In [3]:
#What and who questions
q1 = '''What are the genres of Inception?'''
q2 = '''What is the title of Pulp Fiction?'''
q3 = '''What are the main subjects of Saving Private Ryan?'''
q4 = '''What are the given names of Leonardo DiCaprio?'''
q5 = '''What is the duration of Black Mirror?'''
q6 = '''What are the names of the Coen Brothers?'''
q7 = '''What is the country of origin of Black Mirror?'''
q8 = '''Who are the directors of Schindler's List?'''
q9 = '''What is the box office of Interstellar?'''
q10 = '''What is the native language of Gollum?'''

# New Questions
q11 = '''When did Alan Rickman die?'''
q12 = '''When was Pulp Fiction published?'''
q13 = '''Where was Morgan Freeman born?'''
q14 = '''Where does Home Alone originate?'''
q15 = '''Which movies are directed by Alice Wu?'''
q16 = '''How long is Pulp Fiction?'''
q17 = '''How many episodes does Twin Peaks have?'''
q18 = '''How long is Interstellar?'''
q19 = '''Which character was married by Aragorn'''
q20 = '''Which character did Aragorn marry?'''

In [5]:
import requests
from itertools import product
import spacy
from spacy import displacy
from spacy.matcher import Matcher

#Wikidata endpoints
url = 'https://query.wikidata.org/sparql'
url2 = 'https://www.wikidata.org/w/api.php'

#one could use WordNet instead of hardcoding these values but I wasn't
#sure if we were allowed to use it for this assignment
nominalization = {
    "die" : "death",
    "pass away" : "death",
    "bear" : "birth",
    "direct" : "director"
}

# load the model for analysing English text
nlp = spacy.load("en_core_web_sm")

"""Returns the subtree decending from a word"""

→ EXERCISE INSTRUCTIONS:
a - For each of the statements (i), (ii) and (iii), indicate whether it agrees with the Wikidata notebook above, answering yes or no and quoting the deciding words of the notebook exactly. (i) The dictionary maps "bear" to "birth". (ii) The code loads the spaCy model "en_core_web_lg". (iii) The code relies on WordNet to produce its nominalizations.
b - Render this sentence from the comment in the Wikidata notebook into German: "one could use WordNet instead of hardcoding these values but I wasn't sure if we were allowed to use it for this assignment".
c - Carry on the Wikidata notebook with the code that follows its final line.

Examples of point labeling:
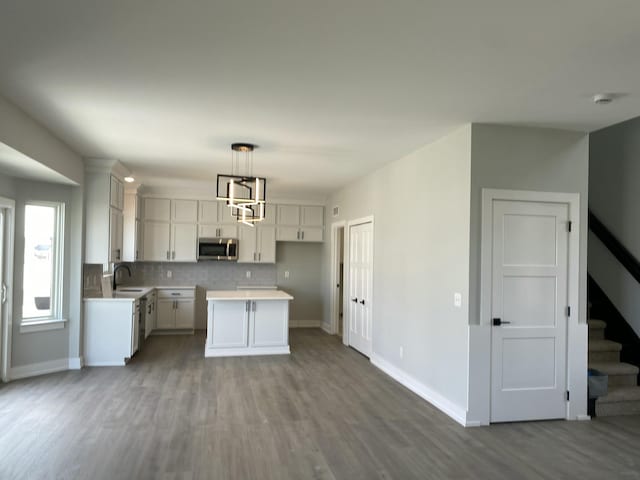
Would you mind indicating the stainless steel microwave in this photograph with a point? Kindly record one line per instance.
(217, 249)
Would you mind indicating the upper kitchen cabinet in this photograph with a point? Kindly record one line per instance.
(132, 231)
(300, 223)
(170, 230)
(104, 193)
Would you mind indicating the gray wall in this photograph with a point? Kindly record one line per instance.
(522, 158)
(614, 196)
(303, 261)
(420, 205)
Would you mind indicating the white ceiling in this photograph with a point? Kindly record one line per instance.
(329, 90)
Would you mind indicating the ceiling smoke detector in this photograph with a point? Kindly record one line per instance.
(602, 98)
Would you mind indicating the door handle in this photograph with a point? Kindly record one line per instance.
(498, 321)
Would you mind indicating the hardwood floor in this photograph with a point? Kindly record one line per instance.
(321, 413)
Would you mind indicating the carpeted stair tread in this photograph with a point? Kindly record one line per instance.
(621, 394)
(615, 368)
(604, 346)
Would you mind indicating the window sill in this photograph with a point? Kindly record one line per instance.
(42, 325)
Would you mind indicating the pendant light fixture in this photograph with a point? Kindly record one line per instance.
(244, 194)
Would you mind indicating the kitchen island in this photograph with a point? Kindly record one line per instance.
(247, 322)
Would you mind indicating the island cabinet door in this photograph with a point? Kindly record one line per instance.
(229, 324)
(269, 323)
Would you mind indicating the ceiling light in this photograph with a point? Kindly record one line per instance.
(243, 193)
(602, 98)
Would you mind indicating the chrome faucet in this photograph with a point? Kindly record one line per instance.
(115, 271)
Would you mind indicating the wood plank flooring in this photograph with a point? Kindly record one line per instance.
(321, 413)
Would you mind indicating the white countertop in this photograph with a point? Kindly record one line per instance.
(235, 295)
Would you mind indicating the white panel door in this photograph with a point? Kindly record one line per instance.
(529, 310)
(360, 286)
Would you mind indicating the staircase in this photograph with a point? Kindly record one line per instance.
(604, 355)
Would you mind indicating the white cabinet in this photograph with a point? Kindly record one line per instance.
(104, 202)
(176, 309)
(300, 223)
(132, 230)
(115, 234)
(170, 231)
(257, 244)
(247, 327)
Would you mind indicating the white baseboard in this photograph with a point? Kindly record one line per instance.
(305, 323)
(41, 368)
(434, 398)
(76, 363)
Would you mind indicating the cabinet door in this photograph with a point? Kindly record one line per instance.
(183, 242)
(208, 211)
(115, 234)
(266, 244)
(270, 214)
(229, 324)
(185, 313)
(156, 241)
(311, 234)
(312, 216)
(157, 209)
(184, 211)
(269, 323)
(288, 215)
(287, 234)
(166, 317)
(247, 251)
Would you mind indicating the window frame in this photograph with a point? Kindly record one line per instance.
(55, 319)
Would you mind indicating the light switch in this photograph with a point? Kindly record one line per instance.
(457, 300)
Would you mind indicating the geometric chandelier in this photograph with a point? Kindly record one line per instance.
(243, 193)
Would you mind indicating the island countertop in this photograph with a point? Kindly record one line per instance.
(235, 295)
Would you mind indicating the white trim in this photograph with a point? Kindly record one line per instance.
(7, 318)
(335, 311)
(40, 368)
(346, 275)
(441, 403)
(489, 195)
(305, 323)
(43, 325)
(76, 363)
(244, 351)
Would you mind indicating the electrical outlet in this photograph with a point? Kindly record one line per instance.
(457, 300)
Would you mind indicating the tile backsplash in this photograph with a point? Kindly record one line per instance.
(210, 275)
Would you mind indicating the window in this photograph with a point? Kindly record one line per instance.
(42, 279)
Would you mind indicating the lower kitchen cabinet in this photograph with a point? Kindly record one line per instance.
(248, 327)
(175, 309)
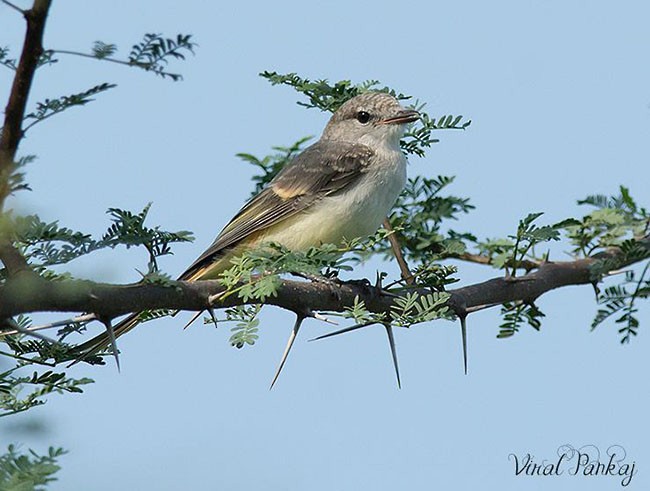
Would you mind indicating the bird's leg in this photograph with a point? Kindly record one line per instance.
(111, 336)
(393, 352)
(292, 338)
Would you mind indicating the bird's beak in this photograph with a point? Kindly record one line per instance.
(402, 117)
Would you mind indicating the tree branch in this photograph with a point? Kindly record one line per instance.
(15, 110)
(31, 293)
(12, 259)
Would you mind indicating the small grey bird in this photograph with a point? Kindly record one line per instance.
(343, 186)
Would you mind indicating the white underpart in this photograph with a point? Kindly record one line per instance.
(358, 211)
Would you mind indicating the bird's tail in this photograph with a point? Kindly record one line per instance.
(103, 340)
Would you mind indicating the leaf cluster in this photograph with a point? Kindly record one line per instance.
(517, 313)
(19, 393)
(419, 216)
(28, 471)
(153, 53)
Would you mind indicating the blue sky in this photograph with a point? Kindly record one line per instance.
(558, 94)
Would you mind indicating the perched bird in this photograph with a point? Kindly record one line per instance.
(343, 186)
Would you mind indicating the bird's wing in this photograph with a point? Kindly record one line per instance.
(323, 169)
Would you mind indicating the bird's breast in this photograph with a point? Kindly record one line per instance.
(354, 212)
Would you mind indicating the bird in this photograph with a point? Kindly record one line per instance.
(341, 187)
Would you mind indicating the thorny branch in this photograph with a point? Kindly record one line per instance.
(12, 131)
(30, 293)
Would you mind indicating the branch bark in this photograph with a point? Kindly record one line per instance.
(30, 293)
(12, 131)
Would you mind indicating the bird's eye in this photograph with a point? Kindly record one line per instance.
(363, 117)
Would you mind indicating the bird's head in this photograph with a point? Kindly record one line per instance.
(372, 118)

→ TASK-BY-TASK RESULTS:
a -
(i) Yes: "bear" : "birth"
(ii) No: nlp = spacy.load("en_core_web_sm")
(iii) No: "one could use WordNet instead of hardcoding these values"

b - Man könnte WordNet verwenden, anstatt diese Werte fest zu codieren, aber ich war mir nicht sicher, ob wir es für diese Aufgabe verwenden durften.

c -
def phrase(word):
    children = []
    if word:
        for child in word.subtree:
            children.append(child)
    return children

"""Returns direct children and self if needed"""
def children(q, head, includeSelf):
    children = []
    for token in q:
        if (token != head and token.head == head) or (includeSelf and token == head):
            children.append(token)
    return children

"""Tokenize the question string"""
def tokenize(question):
    return nlp(question)

def stringify(tokens):
    string = ""
    tokens = strip(tokens, ['DET', 'PUNCT'], [])
    if len(tokens) > 0 and tokens[-1].pos_ == 'ADP':
        del tokens[-1]
    for token in tokens:
        if string != "" and token.text[0] != "'":
            string += " "
        if token.pos_ == "NOUN":
            string += token.lemma_
        else:
            string += token.text
    return string

"""Find list of IDs corresponding to a string
@prop True if should be a prop"""
def findIDs(entity, prop):
    res = []
    params = {'action':'wbsearchentities', 
          'language':'en',
          'format':'json'}
    if (prop):
        params['type'] = 'property'
    params['search'] = entity
    json = requests.get(url2,params).json()
    try:
        for result in json['search']:
            res.append(result['id'])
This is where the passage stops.